*Task directions*:
Scale the box coordinates in the records, starting with the line that contains "Detect shadow on" and going on through the line that contains "xmin=316 ymin=355 xmax=575 ymax=397". Write out only those lines, request included, with each coordinate multiplied by 1.85 and rounded to a whole number, halves rounded up.

*Supplied records*:
^^^^^^^^^^^^^^^^

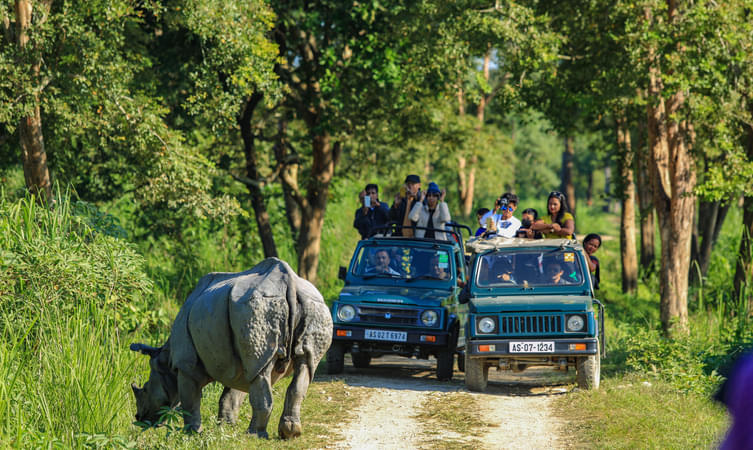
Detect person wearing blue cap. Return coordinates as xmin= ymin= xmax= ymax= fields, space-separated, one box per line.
xmin=409 ymin=181 xmax=452 ymax=241
xmin=390 ymin=175 xmax=421 ymax=237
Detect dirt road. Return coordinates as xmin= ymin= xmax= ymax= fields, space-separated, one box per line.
xmin=328 ymin=357 xmax=572 ymax=449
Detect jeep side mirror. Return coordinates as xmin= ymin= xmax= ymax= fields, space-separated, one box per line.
xmin=458 ymin=283 xmax=471 ymax=305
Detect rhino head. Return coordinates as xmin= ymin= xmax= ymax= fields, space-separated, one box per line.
xmin=130 ymin=344 xmax=178 ymax=424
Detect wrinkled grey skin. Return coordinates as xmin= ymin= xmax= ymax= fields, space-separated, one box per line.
xmin=131 ymin=258 xmax=332 ymax=439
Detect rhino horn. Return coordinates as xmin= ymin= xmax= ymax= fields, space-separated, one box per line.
xmin=130 ymin=344 xmax=161 ymax=357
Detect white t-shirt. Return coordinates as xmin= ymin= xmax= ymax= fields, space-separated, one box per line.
xmin=494 ymin=214 xmax=520 ymax=237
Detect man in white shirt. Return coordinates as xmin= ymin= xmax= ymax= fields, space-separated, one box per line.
xmin=495 ymin=192 xmax=520 ymax=237
xmin=481 ymin=192 xmax=521 ymax=238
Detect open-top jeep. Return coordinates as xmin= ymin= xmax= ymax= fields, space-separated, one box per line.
xmin=327 ymin=227 xmax=467 ymax=380
xmin=458 ymin=238 xmax=604 ymax=391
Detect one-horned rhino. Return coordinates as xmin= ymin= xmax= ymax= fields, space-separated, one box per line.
xmin=131 ymin=258 xmax=332 ymax=438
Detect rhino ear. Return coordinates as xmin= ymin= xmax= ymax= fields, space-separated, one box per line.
xmin=129 ymin=343 xmax=161 ymax=357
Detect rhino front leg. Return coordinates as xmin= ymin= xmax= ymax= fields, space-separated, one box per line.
xmin=248 ymin=370 xmax=272 ymax=439
xmin=178 ymin=372 xmax=201 ymax=432
xmin=278 ymin=358 xmax=310 ymax=439
xmin=217 ymin=386 xmax=246 ymax=424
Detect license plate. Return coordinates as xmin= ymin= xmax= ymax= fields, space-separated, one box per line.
xmin=363 ymin=330 xmax=408 ymax=342
xmin=510 ymin=341 xmax=554 ymax=353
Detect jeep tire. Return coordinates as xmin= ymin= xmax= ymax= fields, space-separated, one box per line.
xmin=575 ymin=345 xmax=601 ymax=389
xmin=465 ymin=352 xmax=489 ymax=392
xmin=350 ymin=352 xmax=371 ymax=369
xmin=437 ymin=348 xmax=455 ymax=381
xmin=327 ymin=342 xmax=345 ymax=375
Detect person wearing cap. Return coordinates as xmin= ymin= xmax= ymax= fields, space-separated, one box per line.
xmin=531 ymin=191 xmax=575 ymax=239
xmin=353 ymin=183 xmax=390 ymax=239
xmin=390 ymin=175 xmax=421 ymax=236
xmin=482 ymin=192 xmax=521 ymax=238
xmin=409 ymin=182 xmax=452 ymax=241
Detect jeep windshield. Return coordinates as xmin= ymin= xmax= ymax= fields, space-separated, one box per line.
xmin=475 ymin=248 xmax=586 ymax=288
xmin=353 ymin=244 xmax=452 ymax=282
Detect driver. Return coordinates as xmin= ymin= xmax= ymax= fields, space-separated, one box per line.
xmin=366 ymin=248 xmax=400 ymax=276
xmin=429 ymin=255 xmax=450 ymax=280
xmin=546 ymin=262 xmax=567 ymax=284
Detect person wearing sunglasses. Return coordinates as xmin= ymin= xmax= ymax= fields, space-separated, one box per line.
xmin=531 ymin=191 xmax=575 ymax=239
xmin=408 ymin=181 xmax=452 ymax=241
xmin=494 ymin=192 xmax=521 ymax=237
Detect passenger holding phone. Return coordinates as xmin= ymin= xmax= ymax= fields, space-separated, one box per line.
xmin=353 ymin=183 xmax=390 ymax=239
xmin=390 ymin=175 xmax=421 ymax=237
xmin=409 ymin=182 xmax=452 ymax=241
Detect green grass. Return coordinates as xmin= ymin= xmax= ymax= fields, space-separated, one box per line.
xmin=415 ymin=392 xmax=491 ymax=449
xmin=127 ymin=378 xmax=364 ymax=449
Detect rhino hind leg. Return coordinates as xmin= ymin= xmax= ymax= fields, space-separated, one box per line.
xmin=248 ymin=370 xmax=272 ymax=439
xmin=178 ymin=372 xmax=202 ymax=433
xmin=217 ymin=386 xmax=246 ymax=424
xmin=278 ymin=358 xmax=311 ymax=439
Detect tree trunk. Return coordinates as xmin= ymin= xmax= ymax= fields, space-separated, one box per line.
xmin=238 ymin=93 xmax=277 ymax=258
xmin=617 ymin=118 xmax=638 ymax=293
xmin=298 ymin=134 xmax=340 ymax=283
xmin=274 ymin=118 xmax=301 ymax=240
xmin=635 ymin=135 xmax=656 ymax=274
xmin=586 ymin=170 xmax=594 ymax=207
xmin=560 ymin=136 xmax=575 ymax=216
xmin=734 ymin=107 xmax=753 ymax=308
xmin=16 ymin=0 xmax=52 ymax=201
xmin=689 ymin=201 xmax=729 ymax=285
xmin=648 ymin=57 xmax=696 ymax=336
xmin=601 ymin=164 xmax=612 ymax=213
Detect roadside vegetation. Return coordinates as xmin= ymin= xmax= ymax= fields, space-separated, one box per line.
xmin=556 ymin=209 xmax=753 ymax=448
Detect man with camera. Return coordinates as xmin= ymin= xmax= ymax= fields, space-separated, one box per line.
xmin=483 ymin=192 xmax=520 ymax=237
xmin=353 ymin=183 xmax=390 ymax=239
xmin=390 ymin=175 xmax=421 ymax=237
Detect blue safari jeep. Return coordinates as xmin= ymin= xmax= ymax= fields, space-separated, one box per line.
xmin=458 ymin=238 xmax=604 ymax=391
xmin=327 ymin=227 xmax=467 ymax=380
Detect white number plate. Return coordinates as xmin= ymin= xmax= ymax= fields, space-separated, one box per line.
xmin=510 ymin=341 xmax=554 ymax=353
xmin=363 ymin=330 xmax=408 ymax=342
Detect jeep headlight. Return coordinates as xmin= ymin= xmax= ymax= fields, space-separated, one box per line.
xmin=567 ymin=314 xmax=586 ymax=331
xmin=421 ymin=309 xmax=439 ymax=327
xmin=337 ymin=305 xmax=356 ymax=322
xmin=478 ymin=317 xmax=497 ymax=334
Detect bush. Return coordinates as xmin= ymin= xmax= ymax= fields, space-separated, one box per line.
xmin=0 ymin=192 xmax=159 ymax=447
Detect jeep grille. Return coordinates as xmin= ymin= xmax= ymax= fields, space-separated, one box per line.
xmin=358 ymin=306 xmax=420 ymax=325
xmin=499 ymin=315 xmax=562 ymax=335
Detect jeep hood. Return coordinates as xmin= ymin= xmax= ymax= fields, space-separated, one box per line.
xmin=469 ymin=295 xmax=593 ymax=313
xmin=339 ymin=286 xmax=452 ymax=306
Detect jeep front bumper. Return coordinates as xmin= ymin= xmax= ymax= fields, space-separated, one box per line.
xmin=466 ymin=337 xmax=599 ymax=358
xmin=332 ymin=324 xmax=450 ymax=348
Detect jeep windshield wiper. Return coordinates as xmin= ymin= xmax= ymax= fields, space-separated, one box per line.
xmin=406 ymin=275 xmax=445 ymax=283
xmin=363 ymin=273 xmax=403 ymax=280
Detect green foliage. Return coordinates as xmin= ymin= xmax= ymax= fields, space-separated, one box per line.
xmin=0 ymin=191 xmax=160 ymax=447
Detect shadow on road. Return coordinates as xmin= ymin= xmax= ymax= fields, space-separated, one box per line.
xmin=316 ymin=355 xmax=575 ymax=397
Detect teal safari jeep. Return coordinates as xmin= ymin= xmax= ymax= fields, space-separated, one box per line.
xmin=458 ymin=237 xmax=604 ymax=391
xmin=327 ymin=227 xmax=467 ymax=380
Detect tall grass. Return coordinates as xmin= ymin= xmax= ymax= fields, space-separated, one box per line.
xmin=0 ymin=190 xmax=153 ymax=447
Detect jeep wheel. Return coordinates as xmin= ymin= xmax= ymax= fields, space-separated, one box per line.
xmin=437 ymin=349 xmax=455 ymax=381
xmin=327 ymin=342 xmax=345 ymax=375
xmin=350 ymin=352 xmax=371 ymax=369
xmin=575 ymin=346 xmax=601 ymax=389
xmin=465 ymin=352 xmax=489 ymax=392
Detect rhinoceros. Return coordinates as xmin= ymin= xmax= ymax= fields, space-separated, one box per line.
xmin=130 ymin=258 xmax=332 ymax=439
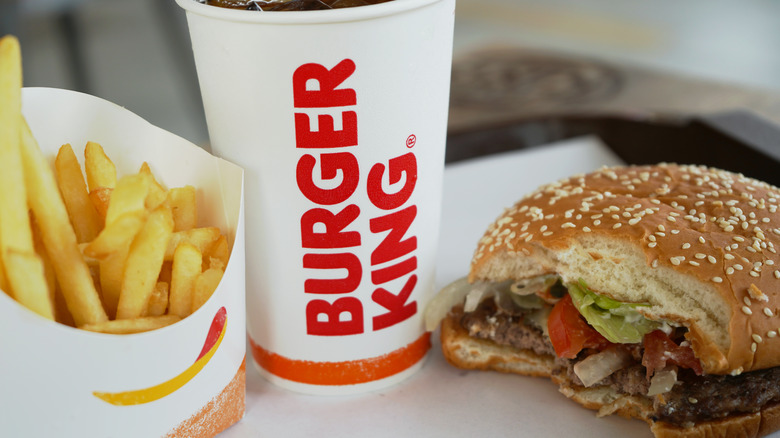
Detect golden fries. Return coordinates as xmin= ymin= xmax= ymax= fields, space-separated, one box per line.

^^^^^^^^^^^^^^^^

*Answer to the exercise*:
Detect shadow on road. Return coordinates as xmin= ymin= xmax= ymax= fields, space-separated, one box per line.
xmin=585 ymin=657 xmax=1064 ymax=734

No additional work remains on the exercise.